### Objective
Rewrite the lines of the listing below as a JSON list of strings, one string per line and blank lines omitted, from the line that contains "# point at: flock" through the line that contains "x=237, y=203", both included. Include only those lines.

### Dataset rows on where objects appear
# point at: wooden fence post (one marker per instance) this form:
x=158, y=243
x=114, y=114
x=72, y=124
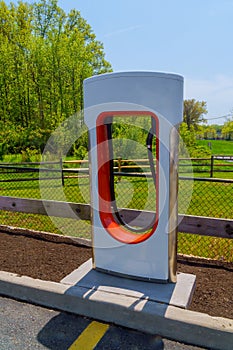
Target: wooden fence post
x=212, y=166
x=119, y=167
x=62, y=175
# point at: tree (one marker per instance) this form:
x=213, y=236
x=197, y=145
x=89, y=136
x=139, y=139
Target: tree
x=193, y=113
x=227, y=130
x=45, y=56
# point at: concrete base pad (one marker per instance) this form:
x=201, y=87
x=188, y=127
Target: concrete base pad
x=178, y=294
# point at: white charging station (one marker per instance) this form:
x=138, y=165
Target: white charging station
x=151, y=253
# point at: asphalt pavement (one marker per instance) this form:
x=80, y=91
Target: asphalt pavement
x=26, y=326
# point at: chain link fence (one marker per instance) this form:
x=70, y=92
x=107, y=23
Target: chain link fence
x=69, y=182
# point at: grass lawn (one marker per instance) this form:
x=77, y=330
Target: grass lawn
x=195, y=198
x=218, y=147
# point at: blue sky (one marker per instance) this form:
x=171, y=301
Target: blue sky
x=190, y=37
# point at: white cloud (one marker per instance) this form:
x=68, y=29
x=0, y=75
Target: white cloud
x=217, y=92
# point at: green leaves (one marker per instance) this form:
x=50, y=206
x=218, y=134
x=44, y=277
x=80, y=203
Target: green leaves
x=193, y=112
x=45, y=54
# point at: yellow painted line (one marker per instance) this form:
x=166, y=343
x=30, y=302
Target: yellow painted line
x=90, y=337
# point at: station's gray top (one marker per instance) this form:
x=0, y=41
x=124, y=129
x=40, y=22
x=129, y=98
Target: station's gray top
x=133, y=74
x=155, y=91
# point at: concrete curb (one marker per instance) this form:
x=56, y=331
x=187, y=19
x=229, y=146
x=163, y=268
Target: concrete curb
x=132, y=312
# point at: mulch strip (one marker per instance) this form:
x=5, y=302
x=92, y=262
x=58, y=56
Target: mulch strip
x=41, y=259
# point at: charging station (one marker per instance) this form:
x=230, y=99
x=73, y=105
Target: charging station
x=141, y=251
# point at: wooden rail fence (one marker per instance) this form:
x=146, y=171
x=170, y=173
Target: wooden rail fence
x=200, y=225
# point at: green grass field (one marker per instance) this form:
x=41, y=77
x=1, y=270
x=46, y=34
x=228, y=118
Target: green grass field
x=195, y=198
x=218, y=147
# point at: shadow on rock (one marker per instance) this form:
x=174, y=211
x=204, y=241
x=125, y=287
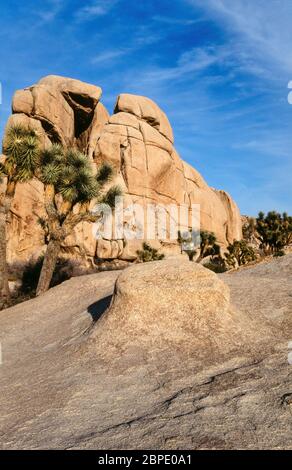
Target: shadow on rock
x=97, y=309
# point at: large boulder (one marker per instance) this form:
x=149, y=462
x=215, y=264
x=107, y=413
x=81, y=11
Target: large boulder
x=138, y=140
x=172, y=307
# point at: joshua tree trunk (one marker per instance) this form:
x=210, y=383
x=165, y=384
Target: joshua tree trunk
x=48, y=267
x=4, y=287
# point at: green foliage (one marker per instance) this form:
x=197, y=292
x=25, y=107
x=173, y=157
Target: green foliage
x=64, y=270
x=208, y=245
x=279, y=253
x=239, y=253
x=71, y=174
x=149, y=254
x=22, y=151
x=249, y=230
x=274, y=231
x=217, y=266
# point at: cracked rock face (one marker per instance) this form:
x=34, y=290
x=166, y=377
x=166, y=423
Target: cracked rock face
x=181, y=382
x=138, y=140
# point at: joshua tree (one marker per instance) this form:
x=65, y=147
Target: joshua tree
x=208, y=245
x=70, y=186
x=149, y=254
x=274, y=231
x=239, y=253
x=21, y=157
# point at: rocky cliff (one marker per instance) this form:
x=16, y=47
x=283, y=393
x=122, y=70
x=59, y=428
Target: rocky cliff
x=137, y=139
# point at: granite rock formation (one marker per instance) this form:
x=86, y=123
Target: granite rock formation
x=138, y=140
x=61, y=388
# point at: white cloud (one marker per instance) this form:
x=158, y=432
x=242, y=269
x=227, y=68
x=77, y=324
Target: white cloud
x=94, y=9
x=108, y=56
x=261, y=30
x=193, y=61
x=53, y=7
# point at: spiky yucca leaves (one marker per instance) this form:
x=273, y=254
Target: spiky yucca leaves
x=148, y=253
x=274, y=231
x=21, y=157
x=22, y=152
x=70, y=186
x=71, y=174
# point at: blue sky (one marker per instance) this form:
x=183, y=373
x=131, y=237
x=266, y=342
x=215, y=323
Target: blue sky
x=219, y=68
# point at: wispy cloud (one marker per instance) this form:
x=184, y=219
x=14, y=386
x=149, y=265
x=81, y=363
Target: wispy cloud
x=94, y=9
x=193, y=61
x=262, y=30
x=170, y=20
x=109, y=55
x=50, y=10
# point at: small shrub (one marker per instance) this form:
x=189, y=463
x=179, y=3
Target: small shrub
x=148, y=254
x=279, y=253
x=216, y=267
x=239, y=253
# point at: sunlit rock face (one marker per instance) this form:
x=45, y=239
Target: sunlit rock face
x=138, y=140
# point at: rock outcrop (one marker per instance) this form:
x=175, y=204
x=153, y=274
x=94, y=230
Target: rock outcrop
x=63, y=388
x=138, y=140
x=172, y=305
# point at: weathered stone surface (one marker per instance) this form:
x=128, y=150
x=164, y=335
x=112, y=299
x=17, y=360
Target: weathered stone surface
x=138, y=141
x=58, y=389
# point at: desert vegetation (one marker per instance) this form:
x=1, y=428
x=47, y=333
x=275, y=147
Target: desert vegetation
x=148, y=253
x=70, y=186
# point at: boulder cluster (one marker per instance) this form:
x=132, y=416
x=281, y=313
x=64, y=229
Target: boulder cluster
x=137, y=140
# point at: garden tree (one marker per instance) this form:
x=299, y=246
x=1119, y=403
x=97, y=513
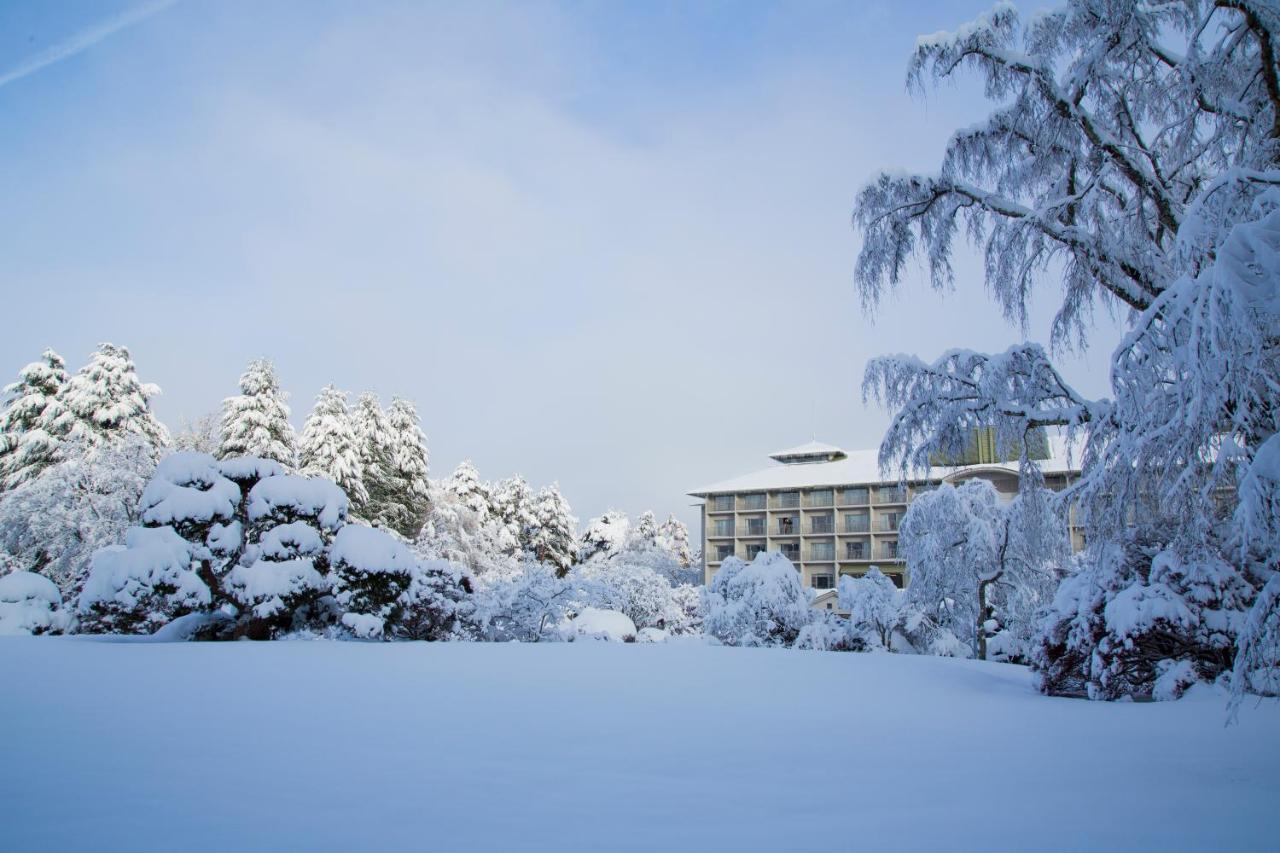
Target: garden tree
x=553, y=541
x=673, y=537
x=201, y=434
x=105, y=401
x=374, y=445
x=408, y=469
x=1133, y=154
x=757, y=603
x=604, y=536
x=513, y=506
x=28, y=441
x=256, y=422
x=874, y=606
x=329, y=447
x=54, y=523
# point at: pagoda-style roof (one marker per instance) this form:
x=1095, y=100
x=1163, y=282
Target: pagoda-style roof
x=810, y=452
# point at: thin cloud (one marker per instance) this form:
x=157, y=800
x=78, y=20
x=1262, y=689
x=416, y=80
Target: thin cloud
x=85, y=40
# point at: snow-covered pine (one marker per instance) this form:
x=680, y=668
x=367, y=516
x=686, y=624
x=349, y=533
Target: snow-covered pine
x=105, y=401
x=513, y=506
x=553, y=541
x=604, y=536
x=374, y=443
x=28, y=443
x=256, y=422
x=329, y=447
x=54, y=523
x=1137, y=151
x=408, y=469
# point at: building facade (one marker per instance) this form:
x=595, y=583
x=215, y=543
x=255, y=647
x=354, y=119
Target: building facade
x=831, y=512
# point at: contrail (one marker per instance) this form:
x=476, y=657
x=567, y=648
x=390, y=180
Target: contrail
x=85, y=40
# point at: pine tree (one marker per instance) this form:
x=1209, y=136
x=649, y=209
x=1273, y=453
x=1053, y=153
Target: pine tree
x=553, y=541
x=329, y=448
x=106, y=402
x=374, y=443
x=256, y=422
x=27, y=446
x=408, y=469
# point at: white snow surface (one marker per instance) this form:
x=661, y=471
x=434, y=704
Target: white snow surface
x=328, y=746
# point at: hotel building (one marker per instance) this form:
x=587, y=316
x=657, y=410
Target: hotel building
x=831, y=512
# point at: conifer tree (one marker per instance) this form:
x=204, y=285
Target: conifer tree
x=256, y=422
x=27, y=446
x=552, y=541
x=329, y=448
x=105, y=401
x=408, y=468
x=374, y=445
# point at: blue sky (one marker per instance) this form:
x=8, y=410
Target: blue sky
x=595, y=242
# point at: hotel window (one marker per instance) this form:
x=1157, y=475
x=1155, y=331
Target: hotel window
x=854, y=497
x=822, y=551
x=786, y=500
x=856, y=523
x=821, y=497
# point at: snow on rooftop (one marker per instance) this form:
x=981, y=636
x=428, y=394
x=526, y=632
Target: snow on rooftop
x=863, y=466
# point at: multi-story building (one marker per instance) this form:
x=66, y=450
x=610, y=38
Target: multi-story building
x=832, y=512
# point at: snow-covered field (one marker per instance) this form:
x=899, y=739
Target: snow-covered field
x=312, y=746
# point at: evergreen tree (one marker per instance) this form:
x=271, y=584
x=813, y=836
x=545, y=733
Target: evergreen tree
x=329, y=448
x=374, y=445
x=408, y=469
x=553, y=541
x=256, y=422
x=27, y=446
x=106, y=402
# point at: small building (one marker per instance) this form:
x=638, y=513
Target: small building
x=832, y=512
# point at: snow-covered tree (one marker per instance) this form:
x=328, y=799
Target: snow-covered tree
x=757, y=603
x=329, y=447
x=256, y=422
x=28, y=439
x=54, y=523
x=874, y=606
x=553, y=541
x=105, y=401
x=604, y=536
x=408, y=469
x=200, y=434
x=1136, y=151
x=374, y=445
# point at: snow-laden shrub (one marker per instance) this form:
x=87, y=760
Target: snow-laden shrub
x=757, y=603
x=1141, y=620
x=371, y=573
x=30, y=603
x=594, y=623
x=138, y=587
x=438, y=603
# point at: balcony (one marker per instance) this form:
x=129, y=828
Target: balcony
x=858, y=524
x=785, y=501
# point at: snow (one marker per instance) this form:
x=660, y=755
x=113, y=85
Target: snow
x=370, y=550
x=329, y=746
x=602, y=624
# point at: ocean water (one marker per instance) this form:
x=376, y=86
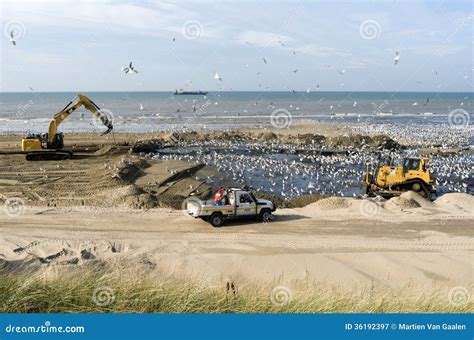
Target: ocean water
x=155, y=111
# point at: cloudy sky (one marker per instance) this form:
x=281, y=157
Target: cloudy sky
x=252, y=45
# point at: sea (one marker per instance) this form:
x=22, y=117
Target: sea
x=157, y=111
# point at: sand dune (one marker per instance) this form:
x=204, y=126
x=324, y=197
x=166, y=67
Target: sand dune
x=333, y=241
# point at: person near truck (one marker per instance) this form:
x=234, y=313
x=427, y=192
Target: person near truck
x=218, y=197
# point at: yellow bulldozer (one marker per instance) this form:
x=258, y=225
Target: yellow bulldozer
x=388, y=179
x=49, y=146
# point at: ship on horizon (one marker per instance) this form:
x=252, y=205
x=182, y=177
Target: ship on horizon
x=183, y=92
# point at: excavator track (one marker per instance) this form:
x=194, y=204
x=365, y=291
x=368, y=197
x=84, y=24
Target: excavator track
x=53, y=155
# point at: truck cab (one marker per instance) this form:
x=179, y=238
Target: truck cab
x=236, y=203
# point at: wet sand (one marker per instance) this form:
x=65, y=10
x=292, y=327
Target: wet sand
x=112, y=207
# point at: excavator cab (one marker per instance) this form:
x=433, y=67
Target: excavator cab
x=49, y=146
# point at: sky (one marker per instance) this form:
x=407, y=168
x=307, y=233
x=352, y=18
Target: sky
x=252, y=45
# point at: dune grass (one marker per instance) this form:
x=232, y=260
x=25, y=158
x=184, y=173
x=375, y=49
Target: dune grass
x=98, y=291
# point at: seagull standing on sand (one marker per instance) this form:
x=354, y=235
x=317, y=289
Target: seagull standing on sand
x=396, y=59
x=129, y=69
x=12, y=38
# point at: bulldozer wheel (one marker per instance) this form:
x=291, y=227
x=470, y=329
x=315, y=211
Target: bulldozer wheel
x=216, y=220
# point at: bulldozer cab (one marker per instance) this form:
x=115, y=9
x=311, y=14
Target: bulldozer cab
x=393, y=177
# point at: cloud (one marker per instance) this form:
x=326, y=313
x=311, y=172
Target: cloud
x=320, y=51
x=262, y=39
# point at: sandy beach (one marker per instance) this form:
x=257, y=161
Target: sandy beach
x=114, y=207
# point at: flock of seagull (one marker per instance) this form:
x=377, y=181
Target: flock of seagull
x=303, y=170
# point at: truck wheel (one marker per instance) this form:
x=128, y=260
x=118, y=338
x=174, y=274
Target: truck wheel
x=265, y=215
x=216, y=220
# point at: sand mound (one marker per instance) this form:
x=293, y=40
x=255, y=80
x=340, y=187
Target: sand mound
x=456, y=202
x=147, y=146
x=358, y=141
x=268, y=136
x=129, y=196
x=332, y=203
x=408, y=200
x=304, y=200
x=414, y=198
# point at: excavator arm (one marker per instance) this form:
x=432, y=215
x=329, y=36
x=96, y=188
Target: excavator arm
x=79, y=101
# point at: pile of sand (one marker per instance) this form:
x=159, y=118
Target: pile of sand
x=332, y=203
x=456, y=202
x=358, y=141
x=109, y=150
x=407, y=200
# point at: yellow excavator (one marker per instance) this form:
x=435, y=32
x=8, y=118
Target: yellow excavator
x=49, y=146
x=387, y=179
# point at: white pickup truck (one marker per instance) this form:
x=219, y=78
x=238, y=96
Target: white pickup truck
x=237, y=203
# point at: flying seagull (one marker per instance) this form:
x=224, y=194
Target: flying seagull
x=396, y=59
x=129, y=69
x=12, y=38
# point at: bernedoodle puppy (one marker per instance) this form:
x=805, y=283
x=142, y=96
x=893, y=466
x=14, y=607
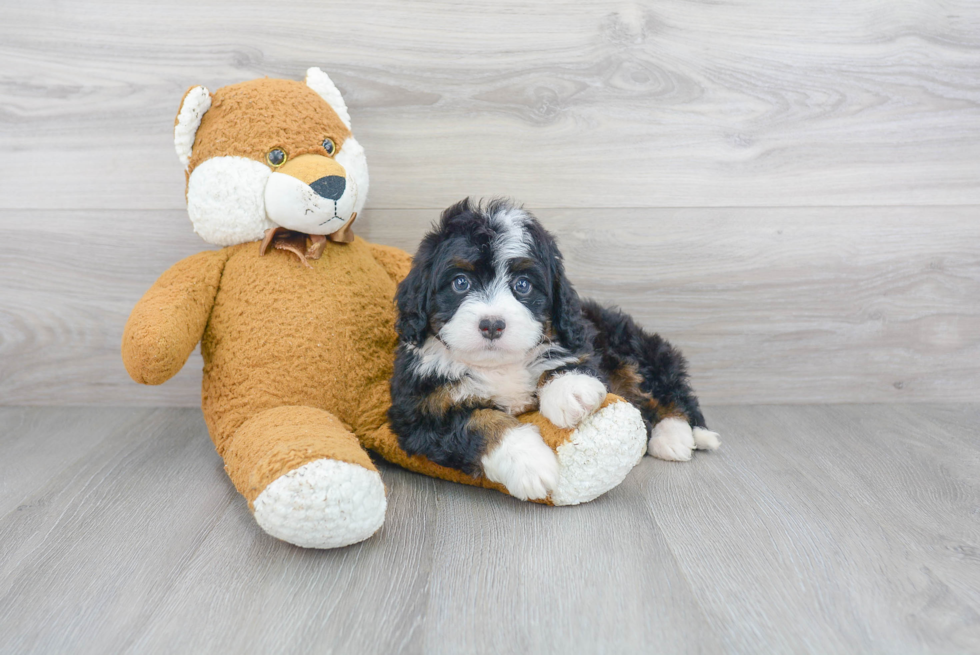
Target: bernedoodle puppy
x=490, y=327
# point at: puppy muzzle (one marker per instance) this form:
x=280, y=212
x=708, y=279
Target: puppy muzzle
x=310, y=194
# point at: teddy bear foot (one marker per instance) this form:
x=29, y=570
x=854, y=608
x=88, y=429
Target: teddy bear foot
x=598, y=455
x=325, y=503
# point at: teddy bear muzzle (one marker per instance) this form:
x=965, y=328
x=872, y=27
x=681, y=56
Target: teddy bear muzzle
x=311, y=194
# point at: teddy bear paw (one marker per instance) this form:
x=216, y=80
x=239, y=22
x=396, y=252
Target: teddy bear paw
x=598, y=455
x=325, y=503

### Written answer
[
  "# point at: flock of seagull (one marker per instance) this form:",
  "x=377, y=181",
  "Target: flock of seagull",
  "x=303, y=170",
  "# point at: truck wheel (one marker per instance) this form:",
  "x=128, y=260",
  "x=118, y=338",
  "x=174, y=274",
  "Target: truck wheel",
  "x=265, y=215",
  "x=216, y=220",
  "# point at: sand mound (one marker per instance) this form:",
  "x=293, y=40",
  "x=255, y=80",
  "x=340, y=187",
  "Target: sand mound",
  "x=456, y=202",
  "x=147, y=146",
  "x=358, y=141",
  "x=268, y=136",
  "x=129, y=196",
  "x=332, y=203",
  "x=408, y=200",
  "x=304, y=200",
  "x=414, y=198",
  "# point at: excavator arm (one marker per instance) this form:",
  "x=432, y=215",
  "x=329, y=36",
  "x=96, y=188",
  "Target: excavator arm",
  "x=79, y=101",
  "# point at: pile of sand (one marker per instance) this form:",
  "x=159, y=118",
  "Target: pile of sand",
  "x=332, y=203",
  "x=456, y=202",
  "x=358, y=141",
  "x=109, y=150",
  "x=407, y=200",
  "# point at: yellow excavator (one marker per instance) this form:",
  "x=435, y=32",
  "x=8, y=118",
  "Target: yellow excavator",
  "x=49, y=146",
  "x=387, y=179",
  "# point at: white pickup truck (one marker per instance) this form:",
  "x=219, y=78",
  "x=238, y=96",
  "Target: white pickup truck",
  "x=237, y=203"
]